▶ **Short problem**
Update the data below by replacing "Indicate" with "Mark" throughout, leaving everything else unchanged.

═══ Task material ═══

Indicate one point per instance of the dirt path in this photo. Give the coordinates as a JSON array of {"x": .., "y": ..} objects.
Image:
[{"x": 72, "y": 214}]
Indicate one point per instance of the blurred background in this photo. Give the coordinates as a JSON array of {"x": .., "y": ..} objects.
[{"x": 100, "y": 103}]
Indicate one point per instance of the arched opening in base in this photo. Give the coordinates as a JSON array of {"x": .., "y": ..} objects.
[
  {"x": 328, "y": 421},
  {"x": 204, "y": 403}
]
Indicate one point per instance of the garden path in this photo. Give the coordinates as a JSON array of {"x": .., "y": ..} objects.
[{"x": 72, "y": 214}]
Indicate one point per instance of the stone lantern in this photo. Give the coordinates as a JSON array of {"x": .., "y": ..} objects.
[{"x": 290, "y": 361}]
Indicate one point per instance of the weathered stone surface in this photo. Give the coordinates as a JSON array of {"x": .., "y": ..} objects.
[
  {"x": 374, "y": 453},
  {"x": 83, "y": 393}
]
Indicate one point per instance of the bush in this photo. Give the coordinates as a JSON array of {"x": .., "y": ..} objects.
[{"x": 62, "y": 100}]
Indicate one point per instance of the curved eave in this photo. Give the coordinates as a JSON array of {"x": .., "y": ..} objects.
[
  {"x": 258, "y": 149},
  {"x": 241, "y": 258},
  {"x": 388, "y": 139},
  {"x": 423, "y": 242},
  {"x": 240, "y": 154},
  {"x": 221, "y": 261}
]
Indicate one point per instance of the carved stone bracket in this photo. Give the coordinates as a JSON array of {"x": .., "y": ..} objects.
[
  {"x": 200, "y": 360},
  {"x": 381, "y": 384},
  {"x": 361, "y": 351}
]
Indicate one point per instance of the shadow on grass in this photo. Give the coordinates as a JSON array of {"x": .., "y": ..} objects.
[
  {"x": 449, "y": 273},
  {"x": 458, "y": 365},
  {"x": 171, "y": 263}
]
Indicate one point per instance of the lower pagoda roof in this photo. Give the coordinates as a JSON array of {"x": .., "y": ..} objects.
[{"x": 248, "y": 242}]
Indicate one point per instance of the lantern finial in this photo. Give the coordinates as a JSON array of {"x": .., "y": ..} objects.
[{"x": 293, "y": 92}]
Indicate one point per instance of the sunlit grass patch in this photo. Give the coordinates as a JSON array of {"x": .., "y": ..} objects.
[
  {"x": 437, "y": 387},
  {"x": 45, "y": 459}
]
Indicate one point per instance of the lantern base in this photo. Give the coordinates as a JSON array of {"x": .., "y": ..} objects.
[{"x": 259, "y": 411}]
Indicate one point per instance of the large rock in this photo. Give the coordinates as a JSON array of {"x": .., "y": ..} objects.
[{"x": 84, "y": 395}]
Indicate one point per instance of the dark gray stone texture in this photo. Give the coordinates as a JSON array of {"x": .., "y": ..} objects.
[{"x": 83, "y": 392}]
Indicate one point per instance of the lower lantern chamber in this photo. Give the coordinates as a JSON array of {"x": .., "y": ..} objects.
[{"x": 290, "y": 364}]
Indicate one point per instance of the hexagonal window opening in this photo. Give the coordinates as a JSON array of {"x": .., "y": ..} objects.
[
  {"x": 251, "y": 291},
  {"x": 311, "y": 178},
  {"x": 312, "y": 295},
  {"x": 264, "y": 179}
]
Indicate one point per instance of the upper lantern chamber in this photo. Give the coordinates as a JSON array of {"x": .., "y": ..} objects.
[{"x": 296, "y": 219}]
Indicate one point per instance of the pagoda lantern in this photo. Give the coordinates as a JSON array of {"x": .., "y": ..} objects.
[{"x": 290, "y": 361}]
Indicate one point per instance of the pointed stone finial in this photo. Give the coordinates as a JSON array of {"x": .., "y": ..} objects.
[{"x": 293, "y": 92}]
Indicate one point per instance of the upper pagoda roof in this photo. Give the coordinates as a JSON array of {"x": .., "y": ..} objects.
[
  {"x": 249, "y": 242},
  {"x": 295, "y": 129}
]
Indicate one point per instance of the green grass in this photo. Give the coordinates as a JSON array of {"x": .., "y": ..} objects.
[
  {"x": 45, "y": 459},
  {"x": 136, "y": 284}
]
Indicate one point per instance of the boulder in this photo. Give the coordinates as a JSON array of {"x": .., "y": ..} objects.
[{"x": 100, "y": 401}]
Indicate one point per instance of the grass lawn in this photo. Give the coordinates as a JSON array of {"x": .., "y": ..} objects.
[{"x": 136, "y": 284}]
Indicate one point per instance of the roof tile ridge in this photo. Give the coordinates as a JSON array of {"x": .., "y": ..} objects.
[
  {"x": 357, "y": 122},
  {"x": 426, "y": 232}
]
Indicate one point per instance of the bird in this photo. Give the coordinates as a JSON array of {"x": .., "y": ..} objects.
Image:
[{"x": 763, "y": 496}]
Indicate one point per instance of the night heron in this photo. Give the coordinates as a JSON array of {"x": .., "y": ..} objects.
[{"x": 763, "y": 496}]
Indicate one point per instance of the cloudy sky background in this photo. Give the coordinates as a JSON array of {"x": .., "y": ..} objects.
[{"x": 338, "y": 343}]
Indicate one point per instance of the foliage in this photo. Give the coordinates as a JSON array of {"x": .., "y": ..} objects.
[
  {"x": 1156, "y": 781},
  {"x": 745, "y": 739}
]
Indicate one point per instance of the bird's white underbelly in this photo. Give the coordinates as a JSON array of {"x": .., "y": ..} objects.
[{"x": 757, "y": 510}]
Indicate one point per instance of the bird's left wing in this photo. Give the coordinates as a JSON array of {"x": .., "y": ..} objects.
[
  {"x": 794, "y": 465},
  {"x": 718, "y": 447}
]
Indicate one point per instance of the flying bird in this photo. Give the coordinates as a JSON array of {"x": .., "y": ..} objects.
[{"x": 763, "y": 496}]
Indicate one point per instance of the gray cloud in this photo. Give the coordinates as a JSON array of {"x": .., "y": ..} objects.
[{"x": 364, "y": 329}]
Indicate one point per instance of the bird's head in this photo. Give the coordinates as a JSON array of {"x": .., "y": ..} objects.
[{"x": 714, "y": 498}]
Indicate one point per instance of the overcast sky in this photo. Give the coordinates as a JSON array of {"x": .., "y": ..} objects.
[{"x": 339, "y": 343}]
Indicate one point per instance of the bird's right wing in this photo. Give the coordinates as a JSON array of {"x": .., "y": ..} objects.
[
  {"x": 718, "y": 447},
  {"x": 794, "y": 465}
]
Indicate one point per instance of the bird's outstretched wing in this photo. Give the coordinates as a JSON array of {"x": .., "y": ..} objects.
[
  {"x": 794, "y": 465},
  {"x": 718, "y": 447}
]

═══

▶ **Answer for the task**
Mark one point per instance of the dirt path in this photo. Give the coordinates as a JSON array of {"x": .., "y": ..} objects.
Image:
[{"x": 72, "y": 214}]
Mark one point per instance of the blurred background in this photo. Give the coordinates as a JSON array of {"x": .., "y": ..} objects.
[{"x": 100, "y": 103}]
Mark one point per instance of the arched opening in base in this photo. Give the coordinates as a JSON array of {"x": .., "y": ..} objects.
[
  {"x": 328, "y": 421},
  {"x": 204, "y": 403}
]
Mark one point per instance of the garden path in this photo. Give the coordinates as a JSON array of {"x": .., "y": ..} objects.
[{"x": 72, "y": 214}]
Mark one point per instance of the stone lantern in this photo. Give the coordinates as a JSON array of {"x": .., "y": ..} objects.
[{"x": 290, "y": 361}]
Mark one point per instance of the weathered stone surface in this photo. Give the coordinates as a JSON array of {"x": .., "y": ..} objects.
[
  {"x": 374, "y": 453},
  {"x": 83, "y": 393}
]
Mark one point per instance of the bush in this photo. Give the coordinates as a JSON array of {"x": .., "y": ..} objects.
[{"x": 62, "y": 100}]
Mark one point per instance of the curved eave in this photo. Give the coordinates as a JSON array of {"x": .., "y": ..} objects.
[
  {"x": 258, "y": 149},
  {"x": 241, "y": 258},
  {"x": 388, "y": 139},
  {"x": 423, "y": 242},
  {"x": 240, "y": 154},
  {"x": 221, "y": 261}
]
Mark one point per instance of the carved stone bracket in this photo. Give the coordinates as a JSON array of {"x": .., "y": ..} objects.
[
  {"x": 200, "y": 360},
  {"x": 381, "y": 384},
  {"x": 361, "y": 351}
]
Mark one point per instance of the shadow on grass in this photo. Give the coordinates as a JSON array of {"x": .., "y": ..} objects.
[
  {"x": 449, "y": 273},
  {"x": 458, "y": 365},
  {"x": 171, "y": 263}
]
Mark one point per instance of the lower pagoda roof in this photo. Give the coordinates as a JSON array of {"x": .., "y": ..} objects.
[{"x": 248, "y": 242}]
Mark one point per instance of the lantern finial in this photo. Give the coordinates as a JSON array of {"x": .., "y": ..} objects.
[{"x": 293, "y": 92}]
Mark one point per instance of the sunlit grass patch in this photo. Give the coordinates as a JSON array of {"x": .., "y": ..} objects.
[
  {"x": 437, "y": 387},
  {"x": 45, "y": 459}
]
Mark one point per instance of the lantern base in this photo. Give the coordinates as a JSON array of {"x": .., "y": ..} objects.
[{"x": 259, "y": 411}]
Mark one point per instance of the large rock in this photo. Give the coordinates as a JSON array of {"x": .., "y": ..} objects.
[{"x": 84, "y": 395}]
Mark one point per instance of the dark gray stone texture in this photo. Give the coordinates as a JSON array of {"x": .., "y": ..} objects.
[{"x": 83, "y": 392}]
Mark one point per instance of the lower lantern chamber in this photo. Give the coordinates as a JSON array of {"x": .., "y": ..} objects.
[{"x": 290, "y": 364}]
Mark one point per instance of the hexagonal window opening in this photo. Give the coordinates as a JSON array of {"x": .., "y": ..} objects.
[
  {"x": 251, "y": 291},
  {"x": 311, "y": 178},
  {"x": 312, "y": 295},
  {"x": 264, "y": 179}
]
Mark one point per instance of the upper lantern chamber in this photo. Give the coordinates as a JSON array of {"x": .., "y": ..} objects.
[{"x": 296, "y": 219}]
Mark one point per instance of the pagoda lantern in this photo. Give the coordinates as a JSON array of {"x": .., "y": ..} objects.
[{"x": 290, "y": 361}]
Mark one point per instance of the pointed stone finial in this photo. Give the coordinates as a JSON array of {"x": .., "y": ..} objects.
[{"x": 293, "y": 92}]
Mark one point per instance of the upper pagoda roof in this photo. Give the coordinates as a JSON array of {"x": .., "y": ..} objects.
[
  {"x": 249, "y": 242},
  {"x": 295, "y": 129}
]
Mark one point per instance of the green grass in this photo. Give the coordinates as a JSON array of {"x": .., "y": ..} objects.
[
  {"x": 45, "y": 459},
  {"x": 136, "y": 284}
]
Mark one point per instance of the boulder in this photo. Give the coordinates as a JSON array of {"x": .., "y": ..} objects.
[{"x": 100, "y": 401}]
Mark one point per instance of the grass lawn in this photo. Give the coordinates as a JSON array of {"x": .., "y": ..} objects.
[{"x": 136, "y": 284}]
Mark one point per instance of the roof tile ridge in this photo. Give the coordinates as a JSON array of {"x": .., "y": ..} objects.
[
  {"x": 357, "y": 122},
  {"x": 426, "y": 232}
]
Mark one point per instance of the bird in this photo. Give the coordinates as a JSON array of {"x": .., "y": ..} objects.
Image:
[{"x": 763, "y": 496}]
Mark one point per instance of the night heron in this photo. Give the coordinates as a JSON array of {"x": .., "y": ..} objects.
[{"x": 763, "y": 496}]
Mark one point per instance of the cloudy sky background in this photo. Give the coordinates as a JSON array of {"x": .., "y": ..} objects.
[{"x": 338, "y": 343}]
Mark one point per instance of the foliage in this photo. Give the coordinates as a JSON array of {"x": .., "y": ..} objects.
[
  {"x": 1156, "y": 781},
  {"x": 745, "y": 739}
]
Mark one point per instance of the bird's white underbelly in this photo. Give the coordinates as a JSON array of {"x": .., "y": ..} objects.
[{"x": 757, "y": 510}]
Mark one point per instance of the bird's left wing in this photo. Give the coordinates as a JSON array of {"x": .., "y": ..} objects.
[
  {"x": 794, "y": 465},
  {"x": 718, "y": 447}
]
Mark one point per instance of the flying bird in this photo. Give the coordinates as a JSON array of {"x": .., "y": ..} objects.
[{"x": 763, "y": 496}]
Mark one point per instance of the gray cloud in this photo. Give the coordinates as a JSON array of {"x": .., "y": ..} objects.
[{"x": 364, "y": 329}]
Mark one point per instance of the bird's head in this photo. Give the coordinates as a JSON array of {"x": .., "y": ..} objects.
[{"x": 714, "y": 498}]
Mark one point per instance of the overcast sky in this photo. Give the coordinates as a JSON array of {"x": .., "y": ..} objects.
[{"x": 339, "y": 343}]
Mark one point per instance of the bird's right wing in this photo. Give the coordinates as a JSON array of {"x": .., "y": ..} objects.
[
  {"x": 718, "y": 447},
  {"x": 794, "y": 465}
]
Mark one point per instance of the bird's outstretched wing in this photo. Give the coordinates as a JSON array of {"x": .., "y": ..} objects.
[
  {"x": 794, "y": 465},
  {"x": 718, "y": 447}
]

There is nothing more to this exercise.